| DESCRIPTION OF THE TASK |
Below is a set of entries; give all of them again exactly.

(Natural language region descriptions)
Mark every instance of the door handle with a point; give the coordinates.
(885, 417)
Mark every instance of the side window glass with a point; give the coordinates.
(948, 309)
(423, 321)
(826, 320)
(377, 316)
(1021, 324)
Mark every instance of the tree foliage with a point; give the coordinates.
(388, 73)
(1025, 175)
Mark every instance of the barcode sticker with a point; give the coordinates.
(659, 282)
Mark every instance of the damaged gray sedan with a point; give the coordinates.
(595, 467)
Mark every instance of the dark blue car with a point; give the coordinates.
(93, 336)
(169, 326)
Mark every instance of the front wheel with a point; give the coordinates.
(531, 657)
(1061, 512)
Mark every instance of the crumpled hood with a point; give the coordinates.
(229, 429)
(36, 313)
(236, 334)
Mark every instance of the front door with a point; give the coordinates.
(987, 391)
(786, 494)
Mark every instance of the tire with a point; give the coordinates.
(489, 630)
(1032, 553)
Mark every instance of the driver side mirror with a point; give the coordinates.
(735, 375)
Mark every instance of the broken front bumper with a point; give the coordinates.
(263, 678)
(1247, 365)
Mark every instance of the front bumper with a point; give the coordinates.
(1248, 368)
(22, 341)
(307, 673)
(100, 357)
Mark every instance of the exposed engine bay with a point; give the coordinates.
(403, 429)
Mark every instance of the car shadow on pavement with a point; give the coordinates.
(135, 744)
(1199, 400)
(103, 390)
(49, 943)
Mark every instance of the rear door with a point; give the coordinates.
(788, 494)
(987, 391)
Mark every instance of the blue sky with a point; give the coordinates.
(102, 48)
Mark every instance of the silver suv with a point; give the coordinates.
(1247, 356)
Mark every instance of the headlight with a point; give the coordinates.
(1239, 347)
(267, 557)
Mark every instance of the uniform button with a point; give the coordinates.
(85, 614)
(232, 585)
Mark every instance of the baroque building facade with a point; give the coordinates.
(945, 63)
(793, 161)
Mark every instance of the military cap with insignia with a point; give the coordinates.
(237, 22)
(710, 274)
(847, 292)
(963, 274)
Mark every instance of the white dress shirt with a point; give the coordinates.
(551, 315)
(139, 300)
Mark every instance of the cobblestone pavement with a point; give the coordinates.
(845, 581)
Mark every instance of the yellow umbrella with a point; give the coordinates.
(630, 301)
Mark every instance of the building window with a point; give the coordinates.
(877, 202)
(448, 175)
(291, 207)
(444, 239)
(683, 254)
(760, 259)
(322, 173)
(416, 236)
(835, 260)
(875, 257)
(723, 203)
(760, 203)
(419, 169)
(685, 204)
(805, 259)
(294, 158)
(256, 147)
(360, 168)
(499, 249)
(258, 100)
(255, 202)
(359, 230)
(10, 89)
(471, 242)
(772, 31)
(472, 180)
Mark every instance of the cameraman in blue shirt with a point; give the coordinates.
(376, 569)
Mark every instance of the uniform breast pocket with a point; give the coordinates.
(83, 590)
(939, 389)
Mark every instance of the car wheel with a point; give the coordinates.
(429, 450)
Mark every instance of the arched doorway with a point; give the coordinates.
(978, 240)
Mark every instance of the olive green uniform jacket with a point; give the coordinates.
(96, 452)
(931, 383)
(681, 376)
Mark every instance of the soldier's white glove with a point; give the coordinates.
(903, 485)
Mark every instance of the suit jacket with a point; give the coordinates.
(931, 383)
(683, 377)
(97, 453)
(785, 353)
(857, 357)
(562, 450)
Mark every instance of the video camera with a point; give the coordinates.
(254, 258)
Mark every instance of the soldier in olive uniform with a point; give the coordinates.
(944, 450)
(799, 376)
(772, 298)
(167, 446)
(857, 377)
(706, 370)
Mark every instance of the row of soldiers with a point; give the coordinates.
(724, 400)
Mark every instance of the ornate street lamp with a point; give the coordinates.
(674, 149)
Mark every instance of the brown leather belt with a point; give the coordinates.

| EXERCISE ANSWER |
Mark every instance of the door handle with a point; give the coordinates.
(885, 417)
Mark every instance of the side window glass with a point; give the coordinates.
(948, 309)
(423, 321)
(826, 320)
(377, 316)
(1021, 324)
Mark every instance of the tree foliage with a point; give the coordinates.
(388, 73)
(1025, 175)
Mark every instance of the barcode sticker with a point; give the coordinates.
(659, 282)
Mark every instance of the damaged gray sedan with a point; give the coordinates.
(595, 467)
Mark every instance of the dark blue car with a point; give the coordinates.
(93, 336)
(169, 326)
Mark every instance of the front wheel with a point; give the coordinates.
(531, 657)
(1061, 512)
Mark every instance of the crumpled hood with a point; give the coordinates.
(229, 429)
(36, 313)
(236, 334)
Mark every instance of the front door with a point; give the coordinates.
(987, 391)
(786, 494)
Mark every instance of the tire with a point; give the coordinates.
(489, 630)
(1032, 553)
Mark every instance of the driver side mirror with a point; give the coordinates.
(735, 375)
Mark every instance of the broken front bumper with a point; give the coordinates.
(263, 678)
(1247, 365)
Mark every instance of the front bumper with a point; give the coordinates.
(1248, 368)
(22, 341)
(307, 673)
(100, 357)
Mark every instance of the exposed engine bay with a point; give the coordinates.
(403, 429)
Mark every instance of the car shadow on pavement with a point; give the coordinates.
(135, 744)
(1199, 400)
(103, 390)
(49, 943)
Mark every instance of the rear door with a point; give the coordinates.
(788, 494)
(987, 391)
Mark every instance of the blue sky with a point; give the coordinates.
(102, 48)
Mark every instance of the silver suv with a point; give the coordinates.
(1247, 356)
Mark every instance of the headlight with a point; give the coordinates.
(1239, 347)
(267, 557)
Mark every instance of the uniform button with a point; give the coordinates.
(85, 614)
(232, 585)
Mark every instance of the baroque building facade with a point; give the coordinates.
(945, 63)
(793, 161)
Mark every instance of the military cap with insignia with a point; give the coordinates.
(237, 22)
(710, 274)
(847, 292)
(963, 274)
Mark every instance of the white dress shirt with a point; give the coordinates.
(551, 315)
(139, 300)
Mark every instance of the cobblestone pavement with a point; give the coordinates.
(845, 581)
Mark every instance of the yellow umbrella with a point; give the coordinates.
(630, 301)
Mark every instance of the building window with a point; give the coordinates.
(877, 202)
(448, 175)
(291, 207)
(444, 239)
(683, 254)
(760, 259)
(322, 173)
(416, 236)
(835, 260)
(875, 257)
(723, 203)
(760, 203)
(419, 169)
(685, 204)
(805, 259)
(294, 158)
(256, 147)
(360, 168)
(499, 249)
(258, 100)
(255, 202)
(359, 230)
(10, 89)
(471, 242)
(772, 31)
(472, 180)
Mark every instance of the cameraman in blue shirt with a point; give the coordinates.
(376, 569)
Mark every instance of the uniform breast pocket with a point; give the coordinates.
(83, 590)
(939, 389)
Mark every instance of the car wheel with a point; give the coordinates.
(429, 450)
Mark every instance of the arched doorway with a point; give the coordinates.
(978, 240)
Mark every instance of the olive green uniform jacket with a point; give the coordinates.
(96, 452)
(931, 383)
(681, 376)
Mark every instance of the soldier's white glove with a point; give the coordinates.
(903, 485)
Mark every instance of the suit jacket with a point; give the coordinates.
(931, 383)
(683, 377)
(97, 453)
(785, 353)
(857, 357)
(562, 450)
Mark every instance of the video camera with a point; give the coordinates.
(254, 258)
Mark every instance of the soldier in olive uniform with a point; give the coordinates.
(944, 450)
(799, 376)
(772, 298)
(167, 446)
(857, 377)
(706, 370)
Mark every instance of the row of soldiers with a point; give the coordinates.
(724, 400)
Mark every instance of the ornate street lamp with a point; give the coordinates.
(674, 149)
Mark every instance of the brown leather belt with a point; give the coordinates.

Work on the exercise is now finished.